(Reading text):
Honeywell’s Erika Wilson, an intellectual property attorney, helped nonprofits with Internet issues. “Clients had questions about things like getting new systems up to speed or migrating [servers],” she said. Wilson participated because “it’s always great to give back. …The people there feel very appreciative.”
“It was very refreshing and just very interesting,” said Atif Khawaja, a litigator at Kirkland & Ellis, who is also his firm’s pro bono coordinator. He said the Smorgasbono is a good way to deliver legal services to nonprofits. “I like the idea of partnering in-house lawyers with out-of-house lawyers. Most [people] imagine pro bono as being litigation oriented—immigration, death penalty, housing court.” These clients, though, were asking questions about how to manage their organizations, which Khawaja said lend themselves to the transactional skills of many in-house attorneys.

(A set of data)

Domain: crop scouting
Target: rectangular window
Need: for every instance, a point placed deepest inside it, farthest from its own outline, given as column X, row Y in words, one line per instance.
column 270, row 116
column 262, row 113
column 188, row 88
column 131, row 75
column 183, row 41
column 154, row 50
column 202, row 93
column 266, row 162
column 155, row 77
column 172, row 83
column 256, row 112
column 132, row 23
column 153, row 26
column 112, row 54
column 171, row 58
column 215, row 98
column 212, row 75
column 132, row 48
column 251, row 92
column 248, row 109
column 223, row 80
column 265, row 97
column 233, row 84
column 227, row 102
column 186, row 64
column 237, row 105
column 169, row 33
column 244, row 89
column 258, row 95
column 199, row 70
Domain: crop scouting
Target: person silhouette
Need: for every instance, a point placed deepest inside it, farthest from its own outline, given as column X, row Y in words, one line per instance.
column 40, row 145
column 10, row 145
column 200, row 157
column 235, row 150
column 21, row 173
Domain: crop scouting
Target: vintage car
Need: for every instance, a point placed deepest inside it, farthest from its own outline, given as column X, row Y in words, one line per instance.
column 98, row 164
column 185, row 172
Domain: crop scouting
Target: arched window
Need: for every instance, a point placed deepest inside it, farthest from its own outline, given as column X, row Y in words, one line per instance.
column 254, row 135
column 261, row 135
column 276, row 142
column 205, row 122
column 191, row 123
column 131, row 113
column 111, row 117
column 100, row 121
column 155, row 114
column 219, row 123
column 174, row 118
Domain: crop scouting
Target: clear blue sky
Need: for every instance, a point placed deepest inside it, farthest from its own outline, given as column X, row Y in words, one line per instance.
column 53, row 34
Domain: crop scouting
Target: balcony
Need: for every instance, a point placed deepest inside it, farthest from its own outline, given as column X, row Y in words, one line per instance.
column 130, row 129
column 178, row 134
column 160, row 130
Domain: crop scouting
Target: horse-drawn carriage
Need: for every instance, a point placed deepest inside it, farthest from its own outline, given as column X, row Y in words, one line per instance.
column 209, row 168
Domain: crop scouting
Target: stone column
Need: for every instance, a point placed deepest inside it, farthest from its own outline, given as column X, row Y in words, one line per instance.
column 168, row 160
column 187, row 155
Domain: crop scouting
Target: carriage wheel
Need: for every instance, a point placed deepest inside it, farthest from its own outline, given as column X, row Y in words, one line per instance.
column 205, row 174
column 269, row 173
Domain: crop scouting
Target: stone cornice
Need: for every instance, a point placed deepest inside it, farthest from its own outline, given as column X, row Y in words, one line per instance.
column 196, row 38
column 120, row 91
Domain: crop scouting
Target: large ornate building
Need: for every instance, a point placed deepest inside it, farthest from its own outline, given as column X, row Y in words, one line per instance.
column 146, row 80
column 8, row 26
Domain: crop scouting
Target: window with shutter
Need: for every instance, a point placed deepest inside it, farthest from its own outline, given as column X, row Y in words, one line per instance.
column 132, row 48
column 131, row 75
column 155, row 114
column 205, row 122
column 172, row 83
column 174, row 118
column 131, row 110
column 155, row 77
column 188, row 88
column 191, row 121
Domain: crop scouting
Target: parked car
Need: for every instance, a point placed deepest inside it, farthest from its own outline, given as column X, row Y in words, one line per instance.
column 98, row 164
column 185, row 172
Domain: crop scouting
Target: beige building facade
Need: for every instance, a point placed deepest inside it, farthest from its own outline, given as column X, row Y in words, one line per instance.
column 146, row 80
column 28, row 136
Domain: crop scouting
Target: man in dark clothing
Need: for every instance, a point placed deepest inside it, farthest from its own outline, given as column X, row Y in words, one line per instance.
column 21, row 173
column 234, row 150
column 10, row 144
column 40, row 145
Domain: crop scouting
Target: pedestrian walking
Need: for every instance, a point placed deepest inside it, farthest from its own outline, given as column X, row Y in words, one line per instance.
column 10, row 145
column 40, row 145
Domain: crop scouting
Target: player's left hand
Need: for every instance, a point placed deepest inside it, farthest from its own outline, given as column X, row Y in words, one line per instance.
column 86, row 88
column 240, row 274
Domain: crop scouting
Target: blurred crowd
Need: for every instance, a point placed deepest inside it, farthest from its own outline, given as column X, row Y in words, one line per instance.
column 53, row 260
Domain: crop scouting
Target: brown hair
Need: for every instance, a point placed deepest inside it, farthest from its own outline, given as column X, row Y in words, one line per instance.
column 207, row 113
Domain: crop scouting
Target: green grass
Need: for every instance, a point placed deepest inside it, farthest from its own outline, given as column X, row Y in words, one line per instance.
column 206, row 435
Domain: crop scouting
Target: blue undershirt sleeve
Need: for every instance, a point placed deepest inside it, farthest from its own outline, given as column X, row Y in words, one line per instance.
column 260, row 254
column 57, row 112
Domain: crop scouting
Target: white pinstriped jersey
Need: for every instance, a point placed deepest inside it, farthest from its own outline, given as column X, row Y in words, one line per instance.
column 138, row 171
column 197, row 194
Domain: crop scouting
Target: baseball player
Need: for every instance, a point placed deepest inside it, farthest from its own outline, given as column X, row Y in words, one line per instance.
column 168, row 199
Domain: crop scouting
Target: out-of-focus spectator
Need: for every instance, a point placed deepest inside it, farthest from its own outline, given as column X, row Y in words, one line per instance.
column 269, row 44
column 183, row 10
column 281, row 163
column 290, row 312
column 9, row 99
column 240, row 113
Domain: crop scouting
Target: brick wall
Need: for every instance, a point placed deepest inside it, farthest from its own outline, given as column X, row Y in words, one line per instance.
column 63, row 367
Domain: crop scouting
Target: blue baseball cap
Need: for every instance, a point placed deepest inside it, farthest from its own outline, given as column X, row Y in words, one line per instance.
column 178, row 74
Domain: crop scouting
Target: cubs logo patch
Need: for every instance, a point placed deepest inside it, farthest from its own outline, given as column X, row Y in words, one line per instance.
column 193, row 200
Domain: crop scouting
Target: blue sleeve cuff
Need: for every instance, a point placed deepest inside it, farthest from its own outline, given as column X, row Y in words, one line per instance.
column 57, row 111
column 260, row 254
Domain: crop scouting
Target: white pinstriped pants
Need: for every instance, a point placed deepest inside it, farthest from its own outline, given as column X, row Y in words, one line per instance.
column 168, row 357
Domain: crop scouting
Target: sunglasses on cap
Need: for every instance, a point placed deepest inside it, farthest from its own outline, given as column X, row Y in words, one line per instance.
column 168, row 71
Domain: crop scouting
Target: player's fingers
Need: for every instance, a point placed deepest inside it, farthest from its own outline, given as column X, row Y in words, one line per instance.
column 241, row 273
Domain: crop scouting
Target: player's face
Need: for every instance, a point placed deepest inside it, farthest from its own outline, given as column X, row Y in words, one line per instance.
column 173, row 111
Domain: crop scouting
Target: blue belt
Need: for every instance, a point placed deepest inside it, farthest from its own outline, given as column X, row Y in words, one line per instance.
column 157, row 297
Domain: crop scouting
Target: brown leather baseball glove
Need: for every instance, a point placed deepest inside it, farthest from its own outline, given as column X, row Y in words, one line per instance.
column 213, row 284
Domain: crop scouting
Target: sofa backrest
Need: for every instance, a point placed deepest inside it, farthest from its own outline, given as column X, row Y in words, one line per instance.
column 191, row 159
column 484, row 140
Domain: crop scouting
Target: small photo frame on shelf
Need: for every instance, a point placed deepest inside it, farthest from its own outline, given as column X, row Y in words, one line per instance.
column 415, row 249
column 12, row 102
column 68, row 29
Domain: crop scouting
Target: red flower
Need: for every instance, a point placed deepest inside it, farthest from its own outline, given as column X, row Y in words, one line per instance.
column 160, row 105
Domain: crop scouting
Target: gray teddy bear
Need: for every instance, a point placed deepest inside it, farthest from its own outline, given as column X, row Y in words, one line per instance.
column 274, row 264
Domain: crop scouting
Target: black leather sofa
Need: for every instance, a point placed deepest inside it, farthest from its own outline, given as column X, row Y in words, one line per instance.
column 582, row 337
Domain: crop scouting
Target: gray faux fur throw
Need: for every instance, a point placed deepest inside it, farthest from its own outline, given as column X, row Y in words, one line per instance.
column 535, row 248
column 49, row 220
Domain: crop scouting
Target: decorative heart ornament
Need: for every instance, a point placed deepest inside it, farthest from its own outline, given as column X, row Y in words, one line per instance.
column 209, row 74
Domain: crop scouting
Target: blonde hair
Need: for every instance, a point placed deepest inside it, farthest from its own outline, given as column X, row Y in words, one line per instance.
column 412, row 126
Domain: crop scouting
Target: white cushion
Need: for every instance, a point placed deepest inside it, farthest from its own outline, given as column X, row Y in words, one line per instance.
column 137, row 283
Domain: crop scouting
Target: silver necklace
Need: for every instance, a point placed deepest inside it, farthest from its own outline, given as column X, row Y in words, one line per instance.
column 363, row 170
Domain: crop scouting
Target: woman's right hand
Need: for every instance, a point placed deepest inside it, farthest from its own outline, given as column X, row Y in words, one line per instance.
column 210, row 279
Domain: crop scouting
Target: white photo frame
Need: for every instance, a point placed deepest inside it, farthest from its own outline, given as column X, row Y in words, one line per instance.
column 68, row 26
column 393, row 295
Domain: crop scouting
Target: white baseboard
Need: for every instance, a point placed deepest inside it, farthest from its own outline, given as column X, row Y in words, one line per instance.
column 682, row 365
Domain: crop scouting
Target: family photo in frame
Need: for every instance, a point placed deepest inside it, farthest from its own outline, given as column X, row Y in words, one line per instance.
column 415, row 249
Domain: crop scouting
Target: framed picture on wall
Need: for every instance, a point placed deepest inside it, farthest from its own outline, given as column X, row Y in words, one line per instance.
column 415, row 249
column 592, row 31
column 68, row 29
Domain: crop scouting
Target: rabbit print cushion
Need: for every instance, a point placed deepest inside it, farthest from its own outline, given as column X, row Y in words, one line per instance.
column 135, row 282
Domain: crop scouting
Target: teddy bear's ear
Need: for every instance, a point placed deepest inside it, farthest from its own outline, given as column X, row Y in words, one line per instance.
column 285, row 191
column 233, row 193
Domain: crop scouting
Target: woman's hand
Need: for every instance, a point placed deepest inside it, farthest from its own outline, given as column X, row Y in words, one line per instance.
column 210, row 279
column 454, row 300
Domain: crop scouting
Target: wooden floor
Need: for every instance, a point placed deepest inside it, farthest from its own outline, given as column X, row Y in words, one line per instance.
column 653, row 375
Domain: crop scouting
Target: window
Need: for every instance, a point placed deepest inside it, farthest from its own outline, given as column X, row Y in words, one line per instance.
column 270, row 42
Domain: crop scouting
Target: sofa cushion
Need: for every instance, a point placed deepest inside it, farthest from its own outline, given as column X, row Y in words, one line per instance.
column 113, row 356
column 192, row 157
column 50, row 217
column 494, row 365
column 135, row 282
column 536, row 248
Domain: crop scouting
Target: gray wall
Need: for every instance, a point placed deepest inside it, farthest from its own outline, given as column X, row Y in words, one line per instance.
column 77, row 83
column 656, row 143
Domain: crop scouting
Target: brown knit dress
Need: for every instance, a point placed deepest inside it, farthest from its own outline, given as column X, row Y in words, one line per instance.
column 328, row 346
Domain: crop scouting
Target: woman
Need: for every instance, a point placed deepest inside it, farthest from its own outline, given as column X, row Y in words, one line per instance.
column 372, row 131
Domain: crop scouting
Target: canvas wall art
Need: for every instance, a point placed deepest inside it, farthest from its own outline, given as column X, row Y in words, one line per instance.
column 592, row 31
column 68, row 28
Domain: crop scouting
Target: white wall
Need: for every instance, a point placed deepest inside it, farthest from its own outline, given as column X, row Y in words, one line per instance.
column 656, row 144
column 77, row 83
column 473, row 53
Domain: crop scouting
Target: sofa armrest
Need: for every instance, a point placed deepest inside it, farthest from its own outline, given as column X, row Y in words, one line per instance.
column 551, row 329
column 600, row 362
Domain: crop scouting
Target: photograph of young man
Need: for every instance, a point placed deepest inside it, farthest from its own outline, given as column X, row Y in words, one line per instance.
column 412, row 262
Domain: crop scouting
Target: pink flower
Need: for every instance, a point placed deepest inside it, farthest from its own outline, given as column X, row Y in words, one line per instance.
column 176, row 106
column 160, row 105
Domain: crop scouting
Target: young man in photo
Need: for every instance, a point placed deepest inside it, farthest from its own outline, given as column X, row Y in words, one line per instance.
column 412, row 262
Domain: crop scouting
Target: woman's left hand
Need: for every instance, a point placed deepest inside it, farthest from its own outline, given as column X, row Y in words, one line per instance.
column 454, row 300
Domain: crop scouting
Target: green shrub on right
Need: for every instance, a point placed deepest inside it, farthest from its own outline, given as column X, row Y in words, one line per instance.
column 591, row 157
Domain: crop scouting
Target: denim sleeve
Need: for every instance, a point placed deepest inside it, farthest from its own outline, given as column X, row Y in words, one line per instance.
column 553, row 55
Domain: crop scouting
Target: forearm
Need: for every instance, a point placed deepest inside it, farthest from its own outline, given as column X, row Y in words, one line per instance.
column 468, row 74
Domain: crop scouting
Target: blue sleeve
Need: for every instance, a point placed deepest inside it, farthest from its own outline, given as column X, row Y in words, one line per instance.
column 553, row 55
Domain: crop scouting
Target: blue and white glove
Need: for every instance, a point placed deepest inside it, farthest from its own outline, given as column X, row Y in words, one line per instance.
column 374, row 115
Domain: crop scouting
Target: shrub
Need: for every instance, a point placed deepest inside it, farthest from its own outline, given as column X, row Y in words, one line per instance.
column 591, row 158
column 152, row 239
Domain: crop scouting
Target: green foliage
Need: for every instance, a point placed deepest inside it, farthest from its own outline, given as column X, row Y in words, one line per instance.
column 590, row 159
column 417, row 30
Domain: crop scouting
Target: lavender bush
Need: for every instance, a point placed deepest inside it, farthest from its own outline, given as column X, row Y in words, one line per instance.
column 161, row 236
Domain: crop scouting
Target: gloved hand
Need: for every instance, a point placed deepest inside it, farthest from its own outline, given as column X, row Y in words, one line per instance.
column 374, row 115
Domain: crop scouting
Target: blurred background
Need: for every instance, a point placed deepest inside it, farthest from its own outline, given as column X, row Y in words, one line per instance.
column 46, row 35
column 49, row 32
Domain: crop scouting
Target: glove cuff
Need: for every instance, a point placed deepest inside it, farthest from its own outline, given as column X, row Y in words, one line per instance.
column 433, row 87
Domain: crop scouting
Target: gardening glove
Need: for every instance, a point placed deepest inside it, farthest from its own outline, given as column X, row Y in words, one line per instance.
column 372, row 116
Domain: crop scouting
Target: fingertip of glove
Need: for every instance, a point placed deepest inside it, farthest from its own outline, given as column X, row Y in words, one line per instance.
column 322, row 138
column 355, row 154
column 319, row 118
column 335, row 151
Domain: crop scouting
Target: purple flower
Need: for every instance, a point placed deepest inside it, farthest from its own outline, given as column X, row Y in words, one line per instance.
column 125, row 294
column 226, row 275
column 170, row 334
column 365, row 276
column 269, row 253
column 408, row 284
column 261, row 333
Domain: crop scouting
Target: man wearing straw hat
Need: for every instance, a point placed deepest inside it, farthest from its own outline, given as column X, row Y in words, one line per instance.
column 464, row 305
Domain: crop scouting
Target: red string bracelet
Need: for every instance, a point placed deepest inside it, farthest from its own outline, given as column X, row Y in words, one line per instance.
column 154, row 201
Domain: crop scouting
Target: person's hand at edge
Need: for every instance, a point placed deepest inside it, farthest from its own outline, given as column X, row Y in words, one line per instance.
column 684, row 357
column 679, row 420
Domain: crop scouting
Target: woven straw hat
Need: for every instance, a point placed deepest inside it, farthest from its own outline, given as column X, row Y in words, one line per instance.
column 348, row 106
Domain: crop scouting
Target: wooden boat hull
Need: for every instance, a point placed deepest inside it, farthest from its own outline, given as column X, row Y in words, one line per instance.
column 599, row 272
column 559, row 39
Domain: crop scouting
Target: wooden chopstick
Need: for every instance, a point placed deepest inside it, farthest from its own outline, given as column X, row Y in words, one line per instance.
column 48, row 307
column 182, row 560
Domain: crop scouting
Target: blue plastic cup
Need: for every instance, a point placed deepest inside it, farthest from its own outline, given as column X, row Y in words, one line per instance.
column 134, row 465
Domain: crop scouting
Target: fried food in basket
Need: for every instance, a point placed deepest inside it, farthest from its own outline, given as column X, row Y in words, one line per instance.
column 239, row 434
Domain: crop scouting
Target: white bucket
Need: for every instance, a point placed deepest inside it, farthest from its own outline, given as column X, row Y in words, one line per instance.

(What to do):
- a) Repeat the part of the passage about the Smorgasbono that begins at the words "Honeywell’s Erika Wilson, an" and stops after the words "many in-house attorneys.".
- b) List the areas of law that the passage about the Smorgasbono says most people associate with litigation-oriented pro bono work.
- c) Translate this sentence from the passage about the Smorgasbono into Spanish: "He said the Smorgasbono is a good way to deliver legal services to nonprofits."

(Results of the tasks):
- a)
Honeywell’s Erika Wilson, an intellectual property attorney, helped nonprofits with Internet issues. “Clients had questions about things like getting new systems up to speed or migrating [servers],” she said. Wilson participated because “it’s always great to give back. …The people there feel very appreciative.”
“It was very refreshing and just very interesting,” said Atif Khawaja, a litigator at Kirkland & Ellis, who is also his firm’s pro bono coordinator. He said the Smorgasbono is a good way to deliver legal services to nonprofits. “I like the idea of partnering in-house lawyers with out-of-house lawyers. Most [people] imagine pro bono as being litigation oriented—immigration, death penalty, housing court.” These clients, though, were asking questions about how to manage their organizations, which Khawaja said lend themselves to the transactional skills of many in-house attorneys.

- b)
- immigration
- death penalty
- housing court

- c) Dijo que el Smorgasbono es una buena manera de prestar servicios legales a organizaciones sin fines de lucro.